Material |
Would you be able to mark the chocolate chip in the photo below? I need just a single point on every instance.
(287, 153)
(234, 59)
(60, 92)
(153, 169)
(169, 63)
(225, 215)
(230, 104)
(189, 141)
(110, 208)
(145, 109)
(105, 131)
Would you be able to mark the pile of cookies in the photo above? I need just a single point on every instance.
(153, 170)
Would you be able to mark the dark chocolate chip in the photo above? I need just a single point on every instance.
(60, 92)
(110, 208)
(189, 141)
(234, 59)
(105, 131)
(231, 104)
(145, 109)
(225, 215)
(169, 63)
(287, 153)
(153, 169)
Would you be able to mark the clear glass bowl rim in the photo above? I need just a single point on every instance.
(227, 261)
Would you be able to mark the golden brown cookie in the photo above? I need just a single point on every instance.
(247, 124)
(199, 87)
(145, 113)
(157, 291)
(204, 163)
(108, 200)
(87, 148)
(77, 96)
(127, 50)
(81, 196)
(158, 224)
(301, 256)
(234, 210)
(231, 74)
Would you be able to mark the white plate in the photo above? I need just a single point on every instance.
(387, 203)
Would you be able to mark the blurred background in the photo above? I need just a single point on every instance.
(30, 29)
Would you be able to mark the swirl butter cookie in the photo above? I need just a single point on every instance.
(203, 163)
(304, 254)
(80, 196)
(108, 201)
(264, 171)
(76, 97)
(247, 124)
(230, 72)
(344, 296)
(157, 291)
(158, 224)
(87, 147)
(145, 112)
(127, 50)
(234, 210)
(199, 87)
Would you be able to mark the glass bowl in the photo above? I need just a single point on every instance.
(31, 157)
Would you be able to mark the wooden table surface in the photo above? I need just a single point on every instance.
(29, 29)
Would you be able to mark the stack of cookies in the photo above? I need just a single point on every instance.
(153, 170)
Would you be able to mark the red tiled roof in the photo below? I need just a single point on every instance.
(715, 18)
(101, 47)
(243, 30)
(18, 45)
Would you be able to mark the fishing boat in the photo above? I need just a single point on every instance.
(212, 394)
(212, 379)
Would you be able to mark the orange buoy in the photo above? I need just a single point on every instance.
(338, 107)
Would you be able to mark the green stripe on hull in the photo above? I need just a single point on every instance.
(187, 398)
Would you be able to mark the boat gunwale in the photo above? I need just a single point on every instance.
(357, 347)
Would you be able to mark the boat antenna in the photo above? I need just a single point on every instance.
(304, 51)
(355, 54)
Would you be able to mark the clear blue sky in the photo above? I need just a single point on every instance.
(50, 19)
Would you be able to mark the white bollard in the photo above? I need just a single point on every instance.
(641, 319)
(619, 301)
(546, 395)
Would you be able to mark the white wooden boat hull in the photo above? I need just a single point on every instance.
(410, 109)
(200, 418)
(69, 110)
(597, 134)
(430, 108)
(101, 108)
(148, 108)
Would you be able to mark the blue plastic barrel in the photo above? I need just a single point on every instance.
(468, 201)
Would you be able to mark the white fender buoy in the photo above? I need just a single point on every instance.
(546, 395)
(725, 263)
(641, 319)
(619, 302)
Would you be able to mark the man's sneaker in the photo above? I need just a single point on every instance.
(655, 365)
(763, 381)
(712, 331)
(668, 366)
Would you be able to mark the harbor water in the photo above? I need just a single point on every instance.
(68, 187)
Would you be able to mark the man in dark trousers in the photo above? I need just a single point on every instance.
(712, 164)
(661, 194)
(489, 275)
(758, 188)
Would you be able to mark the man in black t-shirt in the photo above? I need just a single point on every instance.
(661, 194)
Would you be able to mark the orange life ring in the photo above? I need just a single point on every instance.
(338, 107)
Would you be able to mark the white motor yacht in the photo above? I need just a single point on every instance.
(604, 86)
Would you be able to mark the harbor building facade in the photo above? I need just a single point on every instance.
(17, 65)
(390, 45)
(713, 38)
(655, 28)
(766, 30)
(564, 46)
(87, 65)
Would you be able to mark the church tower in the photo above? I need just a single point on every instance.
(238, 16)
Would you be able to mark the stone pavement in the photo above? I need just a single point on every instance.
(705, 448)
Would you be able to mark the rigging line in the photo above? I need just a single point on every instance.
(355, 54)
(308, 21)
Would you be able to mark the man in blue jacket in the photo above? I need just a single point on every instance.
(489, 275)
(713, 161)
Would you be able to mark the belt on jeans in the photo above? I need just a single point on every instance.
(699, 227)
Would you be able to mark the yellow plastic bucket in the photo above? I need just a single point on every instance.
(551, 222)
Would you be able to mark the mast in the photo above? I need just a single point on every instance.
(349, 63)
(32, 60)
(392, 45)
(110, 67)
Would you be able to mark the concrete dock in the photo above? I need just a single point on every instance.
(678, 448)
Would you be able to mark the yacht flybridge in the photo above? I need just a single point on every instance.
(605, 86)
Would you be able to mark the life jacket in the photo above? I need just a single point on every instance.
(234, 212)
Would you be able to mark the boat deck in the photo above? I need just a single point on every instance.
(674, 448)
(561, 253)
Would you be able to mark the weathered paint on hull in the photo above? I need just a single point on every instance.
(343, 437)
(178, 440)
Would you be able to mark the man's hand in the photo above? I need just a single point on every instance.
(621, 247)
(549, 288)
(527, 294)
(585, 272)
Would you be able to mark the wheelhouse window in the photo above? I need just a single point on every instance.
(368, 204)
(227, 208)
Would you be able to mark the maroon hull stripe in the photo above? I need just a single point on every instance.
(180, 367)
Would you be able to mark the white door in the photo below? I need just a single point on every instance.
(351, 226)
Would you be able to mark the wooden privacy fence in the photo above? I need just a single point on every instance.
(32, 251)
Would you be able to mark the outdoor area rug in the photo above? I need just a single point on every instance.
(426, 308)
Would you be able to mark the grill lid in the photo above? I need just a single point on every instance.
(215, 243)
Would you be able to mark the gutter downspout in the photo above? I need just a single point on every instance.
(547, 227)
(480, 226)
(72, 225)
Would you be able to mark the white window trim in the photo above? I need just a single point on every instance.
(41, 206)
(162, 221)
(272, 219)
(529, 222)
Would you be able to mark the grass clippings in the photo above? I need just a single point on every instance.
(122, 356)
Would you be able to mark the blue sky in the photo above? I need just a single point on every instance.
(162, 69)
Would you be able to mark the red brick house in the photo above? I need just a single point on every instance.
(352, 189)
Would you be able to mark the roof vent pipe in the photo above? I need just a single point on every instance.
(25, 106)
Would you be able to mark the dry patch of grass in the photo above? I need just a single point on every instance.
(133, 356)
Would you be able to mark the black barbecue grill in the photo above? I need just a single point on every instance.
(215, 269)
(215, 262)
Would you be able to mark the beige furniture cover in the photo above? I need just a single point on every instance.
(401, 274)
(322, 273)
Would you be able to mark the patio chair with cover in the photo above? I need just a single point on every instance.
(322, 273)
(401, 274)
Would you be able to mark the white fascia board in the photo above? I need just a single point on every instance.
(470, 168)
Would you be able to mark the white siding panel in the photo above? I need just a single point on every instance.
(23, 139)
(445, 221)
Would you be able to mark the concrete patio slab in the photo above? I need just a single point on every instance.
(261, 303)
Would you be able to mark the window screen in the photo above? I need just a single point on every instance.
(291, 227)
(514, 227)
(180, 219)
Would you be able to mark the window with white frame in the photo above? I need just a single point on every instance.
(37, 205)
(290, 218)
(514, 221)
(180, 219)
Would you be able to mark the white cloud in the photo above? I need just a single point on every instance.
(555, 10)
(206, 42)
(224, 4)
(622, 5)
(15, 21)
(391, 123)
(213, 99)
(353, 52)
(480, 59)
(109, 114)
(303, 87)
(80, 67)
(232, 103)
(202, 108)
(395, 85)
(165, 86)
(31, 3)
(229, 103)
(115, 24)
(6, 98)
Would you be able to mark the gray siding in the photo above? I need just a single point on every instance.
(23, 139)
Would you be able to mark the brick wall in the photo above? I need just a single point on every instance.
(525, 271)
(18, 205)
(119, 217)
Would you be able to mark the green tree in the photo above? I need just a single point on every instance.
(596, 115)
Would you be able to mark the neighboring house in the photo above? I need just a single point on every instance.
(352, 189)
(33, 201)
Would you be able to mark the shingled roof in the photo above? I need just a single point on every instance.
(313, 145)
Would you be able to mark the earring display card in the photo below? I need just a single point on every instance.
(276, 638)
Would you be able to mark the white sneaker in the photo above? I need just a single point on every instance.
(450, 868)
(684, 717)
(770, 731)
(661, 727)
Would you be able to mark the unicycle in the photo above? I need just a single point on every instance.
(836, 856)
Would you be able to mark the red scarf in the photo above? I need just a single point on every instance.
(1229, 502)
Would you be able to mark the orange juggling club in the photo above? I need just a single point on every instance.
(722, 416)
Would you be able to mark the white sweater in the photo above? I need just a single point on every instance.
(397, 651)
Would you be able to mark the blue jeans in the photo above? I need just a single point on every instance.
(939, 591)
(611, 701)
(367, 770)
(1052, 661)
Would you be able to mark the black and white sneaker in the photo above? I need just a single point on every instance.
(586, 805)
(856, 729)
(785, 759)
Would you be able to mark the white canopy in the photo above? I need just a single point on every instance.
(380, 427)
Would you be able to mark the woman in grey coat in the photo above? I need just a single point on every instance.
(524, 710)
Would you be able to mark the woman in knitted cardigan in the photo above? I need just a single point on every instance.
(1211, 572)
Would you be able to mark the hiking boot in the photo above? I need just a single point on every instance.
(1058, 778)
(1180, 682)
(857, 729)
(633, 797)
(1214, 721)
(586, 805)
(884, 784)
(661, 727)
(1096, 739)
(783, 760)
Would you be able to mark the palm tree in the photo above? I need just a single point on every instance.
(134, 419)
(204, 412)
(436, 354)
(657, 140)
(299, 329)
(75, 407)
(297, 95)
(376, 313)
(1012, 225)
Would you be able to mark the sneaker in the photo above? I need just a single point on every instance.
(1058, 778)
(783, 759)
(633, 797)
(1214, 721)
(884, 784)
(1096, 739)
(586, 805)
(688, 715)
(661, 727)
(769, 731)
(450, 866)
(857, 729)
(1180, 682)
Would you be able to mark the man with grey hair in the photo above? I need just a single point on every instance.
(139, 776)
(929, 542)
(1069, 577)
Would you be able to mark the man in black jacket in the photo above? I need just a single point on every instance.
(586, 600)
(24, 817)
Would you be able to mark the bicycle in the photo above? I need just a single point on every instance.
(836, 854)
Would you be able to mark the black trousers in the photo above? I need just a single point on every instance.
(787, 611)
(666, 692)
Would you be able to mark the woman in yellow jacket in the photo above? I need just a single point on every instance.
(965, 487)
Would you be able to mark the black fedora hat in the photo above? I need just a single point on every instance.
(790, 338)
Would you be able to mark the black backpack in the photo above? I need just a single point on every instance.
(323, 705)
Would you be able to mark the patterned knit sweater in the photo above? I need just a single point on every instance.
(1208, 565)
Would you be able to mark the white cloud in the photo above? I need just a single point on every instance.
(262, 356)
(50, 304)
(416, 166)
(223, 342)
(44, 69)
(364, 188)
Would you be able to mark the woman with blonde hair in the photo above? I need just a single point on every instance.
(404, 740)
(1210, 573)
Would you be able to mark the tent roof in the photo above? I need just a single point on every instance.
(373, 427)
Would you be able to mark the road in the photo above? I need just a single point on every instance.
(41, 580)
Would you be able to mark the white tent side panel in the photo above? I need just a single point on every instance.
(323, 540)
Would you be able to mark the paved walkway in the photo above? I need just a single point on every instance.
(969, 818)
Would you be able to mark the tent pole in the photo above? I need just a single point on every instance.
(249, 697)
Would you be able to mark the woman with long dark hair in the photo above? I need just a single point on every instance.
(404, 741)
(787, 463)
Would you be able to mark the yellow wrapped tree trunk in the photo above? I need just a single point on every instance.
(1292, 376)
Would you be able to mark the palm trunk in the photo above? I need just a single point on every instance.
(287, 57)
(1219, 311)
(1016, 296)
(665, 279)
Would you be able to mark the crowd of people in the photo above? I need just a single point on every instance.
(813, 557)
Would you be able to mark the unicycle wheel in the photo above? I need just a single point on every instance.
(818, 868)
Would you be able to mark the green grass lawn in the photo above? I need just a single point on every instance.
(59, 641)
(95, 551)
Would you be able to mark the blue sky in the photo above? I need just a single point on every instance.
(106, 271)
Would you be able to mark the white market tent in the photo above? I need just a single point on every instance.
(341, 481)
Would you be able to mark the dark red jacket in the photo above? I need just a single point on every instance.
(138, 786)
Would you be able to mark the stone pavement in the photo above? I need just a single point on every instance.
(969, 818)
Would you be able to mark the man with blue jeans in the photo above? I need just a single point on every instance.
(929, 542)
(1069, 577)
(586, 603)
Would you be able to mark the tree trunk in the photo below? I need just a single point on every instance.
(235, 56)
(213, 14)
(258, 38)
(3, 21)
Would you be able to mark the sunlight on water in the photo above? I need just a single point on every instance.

Task prompt |
Your task is to return, exactly and on their own, the lines from the one containing "Would you be able to mark the man with blue" through the last line of the listing.

Output for this task |
Would you be able to mark the man with blue jeans in the photo above? I need just a single point on every instance.
(929, 542)
(1069, 577)
(586, 603)
Would you be able to mark the tree trunk in the photo below? I need just a single point on every instance.
(235, 56)
(213, 14)
(258, 38)
(3, 21)
Would you be able to mark the sunlight on water in the photo above? I need just a single point on every instance.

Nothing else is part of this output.